Stored dataset entries:
Begin

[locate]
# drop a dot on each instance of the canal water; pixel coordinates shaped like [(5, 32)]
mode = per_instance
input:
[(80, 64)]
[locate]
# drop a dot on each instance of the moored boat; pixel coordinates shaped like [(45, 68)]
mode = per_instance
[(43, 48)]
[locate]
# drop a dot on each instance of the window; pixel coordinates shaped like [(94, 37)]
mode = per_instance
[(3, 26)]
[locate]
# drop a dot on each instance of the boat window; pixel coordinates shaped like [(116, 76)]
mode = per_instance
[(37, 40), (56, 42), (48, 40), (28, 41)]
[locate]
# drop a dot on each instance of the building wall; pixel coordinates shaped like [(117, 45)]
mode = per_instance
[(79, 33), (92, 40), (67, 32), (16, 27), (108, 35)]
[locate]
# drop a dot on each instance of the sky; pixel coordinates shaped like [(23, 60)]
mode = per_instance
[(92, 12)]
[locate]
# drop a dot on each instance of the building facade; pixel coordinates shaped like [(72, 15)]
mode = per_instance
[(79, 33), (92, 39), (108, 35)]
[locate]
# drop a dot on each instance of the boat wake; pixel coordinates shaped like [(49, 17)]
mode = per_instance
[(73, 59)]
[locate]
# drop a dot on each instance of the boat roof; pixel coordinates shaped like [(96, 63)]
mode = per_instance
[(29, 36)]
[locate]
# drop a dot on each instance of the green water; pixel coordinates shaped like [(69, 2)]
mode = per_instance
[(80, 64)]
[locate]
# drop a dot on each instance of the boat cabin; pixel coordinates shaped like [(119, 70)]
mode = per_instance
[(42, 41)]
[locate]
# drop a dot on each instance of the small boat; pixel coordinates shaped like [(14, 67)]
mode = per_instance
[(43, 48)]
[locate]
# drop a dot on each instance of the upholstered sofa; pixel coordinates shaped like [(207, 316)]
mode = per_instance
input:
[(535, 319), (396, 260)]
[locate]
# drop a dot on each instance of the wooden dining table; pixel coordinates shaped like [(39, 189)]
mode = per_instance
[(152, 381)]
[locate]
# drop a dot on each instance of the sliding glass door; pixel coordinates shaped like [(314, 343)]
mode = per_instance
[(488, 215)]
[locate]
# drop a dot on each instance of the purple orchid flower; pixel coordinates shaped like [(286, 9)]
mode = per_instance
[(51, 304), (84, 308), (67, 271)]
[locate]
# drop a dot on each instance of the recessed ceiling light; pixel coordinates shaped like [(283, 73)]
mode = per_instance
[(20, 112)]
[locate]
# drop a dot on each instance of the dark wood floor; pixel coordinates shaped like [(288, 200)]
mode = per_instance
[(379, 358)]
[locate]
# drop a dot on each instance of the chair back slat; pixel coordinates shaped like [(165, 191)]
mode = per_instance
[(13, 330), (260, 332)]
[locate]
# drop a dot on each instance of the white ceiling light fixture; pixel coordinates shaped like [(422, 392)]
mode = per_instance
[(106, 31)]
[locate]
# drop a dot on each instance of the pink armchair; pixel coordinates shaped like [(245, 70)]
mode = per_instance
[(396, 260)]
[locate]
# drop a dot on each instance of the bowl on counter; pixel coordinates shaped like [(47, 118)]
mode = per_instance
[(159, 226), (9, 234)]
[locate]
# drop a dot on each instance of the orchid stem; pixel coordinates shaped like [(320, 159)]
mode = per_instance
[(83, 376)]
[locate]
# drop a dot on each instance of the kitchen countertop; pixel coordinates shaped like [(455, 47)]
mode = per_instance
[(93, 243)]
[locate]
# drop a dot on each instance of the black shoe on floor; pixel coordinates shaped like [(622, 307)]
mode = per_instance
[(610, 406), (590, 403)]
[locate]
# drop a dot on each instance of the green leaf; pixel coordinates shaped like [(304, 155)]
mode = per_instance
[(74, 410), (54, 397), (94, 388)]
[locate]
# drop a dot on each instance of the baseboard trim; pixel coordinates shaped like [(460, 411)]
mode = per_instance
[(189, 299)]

End

Update the listing by replacing "drop a dot on" with "place a marker on" in every line, and leave everything else unchanged.

TASK RESPONSE
[locate]
# place a marker on each instance of the canal water; pixel coordinates shaped like [(5, 32)]
mode = per_instance
input:
[(80, 64)]
[locate]
# place a marker on each instance of the moored boat; pixel coordinates shaped like [(45, 68)]
mode = per_instance
[(43, 48)]
[locate]
# place a marker on each instance of the window; pixel coordinates shaped like [(94, 37)]
mode = per_instance
[(3, 26)]
[locate]
# place a marker on each instance of the boat window; pixel coordinates shaped like [(116, 76)]
mode = per_instance
[(37, 40), (56, 42), (48, 40), (28, 41)]
[locate]
# place a marker on each instance of the building wall; pixel coordinates shaped like [(117, 45)]
mode = per_instance
[(79, 33), (92, 40), (67, 32), (16, 27), (108, 35)]
[locate]
# place a marker on each instance of the sky; pixel coordinates shaped like [(23, 60)]
mode = per_instance
[(92, 12)]
[locate]
# place a marker on each instance of the building facade; pixel coordinates shaped like [(72, 15)]
mode = per_instance
[(79, 33), (92, 39), (108, 35)]
[locate]
# place a marker on each instance of the boat wake; pixel coordinates shaped like [(49, 17)]
mode = per_instance
[(73, 59)]
[locate]
# place a marker on each instance of the boat roof; pixel coordinates shaped like [(96, 63)]
mode = per_instance
[(29, 36)]
[locate]
# place a marker on each instance of the green water; pixel coordinates shaped like [(69, 2)]
mode = per_instance
[(80, 64)]
[locate]
# place a marker on each instance of the boat cabin; pixel coordinates shaped like [(119, 70)]
mode = per_instance
[(42, 41)]
[locate]
# place a marker on each instance of the small boat; pixel coordinates shaped like [(14, 67)]
mode = per_instance
[(43, 48)]
[locate]
# place a marker on each instance of the upholstered sofa; pixel coordinates shaped like [(207, 316)]
mode = per_instance
input:
[(535, 319), (396, 260)]
[locate]
# place a marker on each instance of the wooden dining table; pixel coordinates shaped like [(39, 189)]
mode = per_instance
[(152, 381)]
[locate]
# place a marker on each instance of the sliding glass door; pixel coordinates shaped like [(314, 343)]
mode = per_instance
[(488, 215)]
[locate]
# place a marker on each instance of the purple orchid flower; pixel coordinates shaped like [(286, 9)]
mode = per_instance
[(51, 304), (84, 308), (67, 271)]
[locate]
# place a marker on each instance of the recessed ceiling light; pixel coordinates shaped like [(283, 73)]
mode = per_instance
[(20, 112)]
[locate]
# place a marker on each instance of the dark wood floor; pixel coordinates shaped like [(288, 200)]
mode = per_instance
[(379, 358)]
[locate]
# place a marker on each instance of the chair back slat; pixel coordinates shaped like [(165, 191)]
mode = per_instance
[(13, 330), (260, 332)]
[locate]
# place a marker on each instance of the white ceiling light fixture; pixel coordinates shaped like [(422, 392)]
mode = per_instance
[(106, 31)]
[locate]
# place a marker on each instance of the pink armchair; pixel coordinates shaped like [(245, 70)]
mode = per_instance
[(396, 260)]
[locate]
# place a marker on each instance of the bowl on counter; pixel coordinates shaped like [(47, 118)]
mode = per_instance
[(159, 226), (9, 234)]
[locate]
# place a marker on each instance of the orchid stem; pixel coordinates shaped like [(320, 159)]
mode = per_instance
[(83, 376)]
[locate]
# place a marker on each instance of the kitchen countertop; pixel coordinates shaped like [(455, 47)]
mode = per_instance
[(93, 243)]
[locate]
# place a marker on each instance of the black shoe on floor; pixel coordinates shaped like [(622, 307)]
mode = per_instance
[(610, 406), (590, 403)]
[locate]
# place a marker on each instance of the green leaf; pixel coordinates shaped like [(304, 155)]
mode = per_instance
[(74, 410), (54, 397), (94, 388)]
[locate]
# place a marker on each instance of the baseboard trim; pixel coordinates shaped like [(460, 411)]
mode = per_instance
[(189, 299)]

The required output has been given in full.